* **Source document**:
——————

The novelist George Bernanos once asked the question, 'What is the opposite of a Christian people?' It is not hard to think of some answers. I can think of a few---like a pagan people, a hypocritical people, a merciless people, etc. The readings for this second Sunday in Advent give a better clue.
We hear from the prophet Baruch, 'Take off your dress of sorrow and distress.'
We hear from the psalmist, 'What marvels the Lord worked for us! Indeed we were glad.'
We hear from St. Paul, 'I pray for all of you, I pray with joy, remembering how you helped spread the Good News.'
We hear from the Gospel of St. Luke, 'And all shall see the salvation of God'.
Bernanos said that the opposite of a Christian people is a sad people. A sad people! What would be the point? What news would there be for us to celebrate, as does Baruch? What news would there be for us to sing about, as does the psalmist? What news would there be for us to spread, as does St. Paul and the people of Philippi? What news would there be for us to proclaim to the whole world, as does St. Luke? Why turn God's good news into bad news or sad news?
Next Sunday is Gaudete Sunday, 'Rejoice' Sunday, but this year the Lectionary gives us a head start on rejoicing in Advent. That is as it should be. Our joy as Christians cannot be contained. It must not be restrained. The penitential always gives way to the salvific. That's the only point of our penance: to make our path straight for rejoicing, to liberate us from the sadness.
Sadly, I think the penance, the preparation Advent most demands of us Christians these days is to learn anew to be joyful and to learn again to share our joy with others. Please! Christians! Your joy is what's demanded of you -- instead of all that plaintive sermonising against the commercialisation and materialism of the secular Christmas or all that anxious news commentary on how stressful a time Christmas is for people.

——————

* **Information provided**:
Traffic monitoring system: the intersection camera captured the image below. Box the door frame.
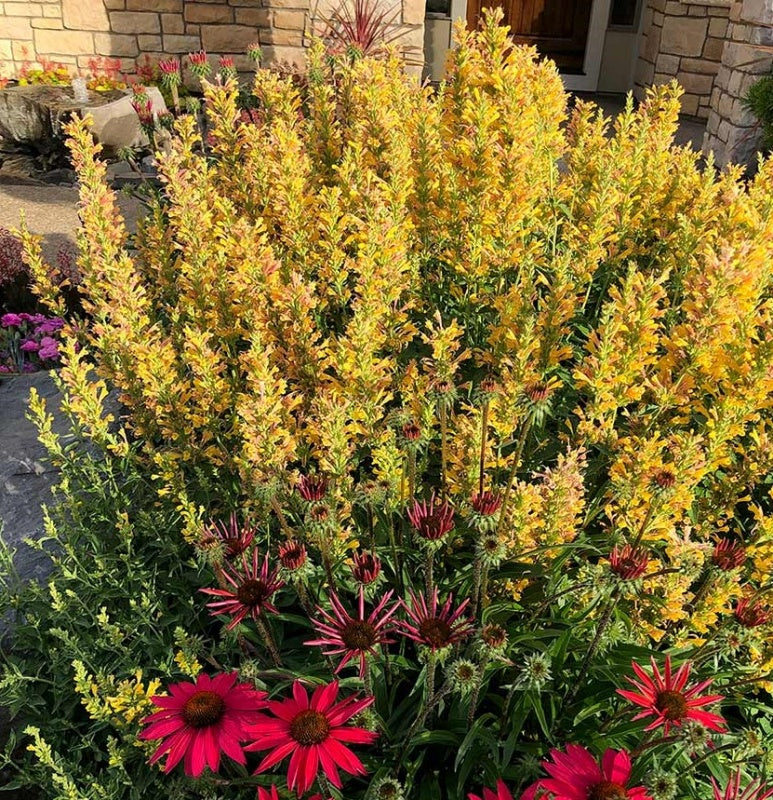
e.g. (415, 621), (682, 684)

——————

* **Objective**: Extend the Advent homily on Christian joy past its last sentence, in the same voice.

* **Written answer**:
Christians cannot oppose the world's misdirected 'spirit of Christmas' with some kind of sober sadness or any kind of preaching guilt-trip. They must oppose it with their joy.
What is the source of our joy? Exactly the good news being celebrated, sung, spread and proclaimed in our readings: God has come to be with us. And God shall come again so that we may be with him forever. And not only us, for 'all shall see the salvation of God'. This is no mere clap-trap, no happy-clappy God delusion. It's not any 'spirit' of Christmas, it is Christmas.
We Christians are not unaware of or untouched by the sadness, the suffering and the pain in human lives. Sorrow and distress are not absent from our wardrobes. We don't so much hide it away as we put all that in its proper place. And it is not that our faith does not motivate us to make our world a better place. We can ask, as anyone might, why, despite the best efforts of men and women of good will, there is still war, hunger, sickness, loneliness and all manner of sorrow in our world, but we cannot say, as others might, that God does not know or that God does not care.
In Christ Jesus God has manifested the depth of his care for us. God is with us and God want us to be with him forever.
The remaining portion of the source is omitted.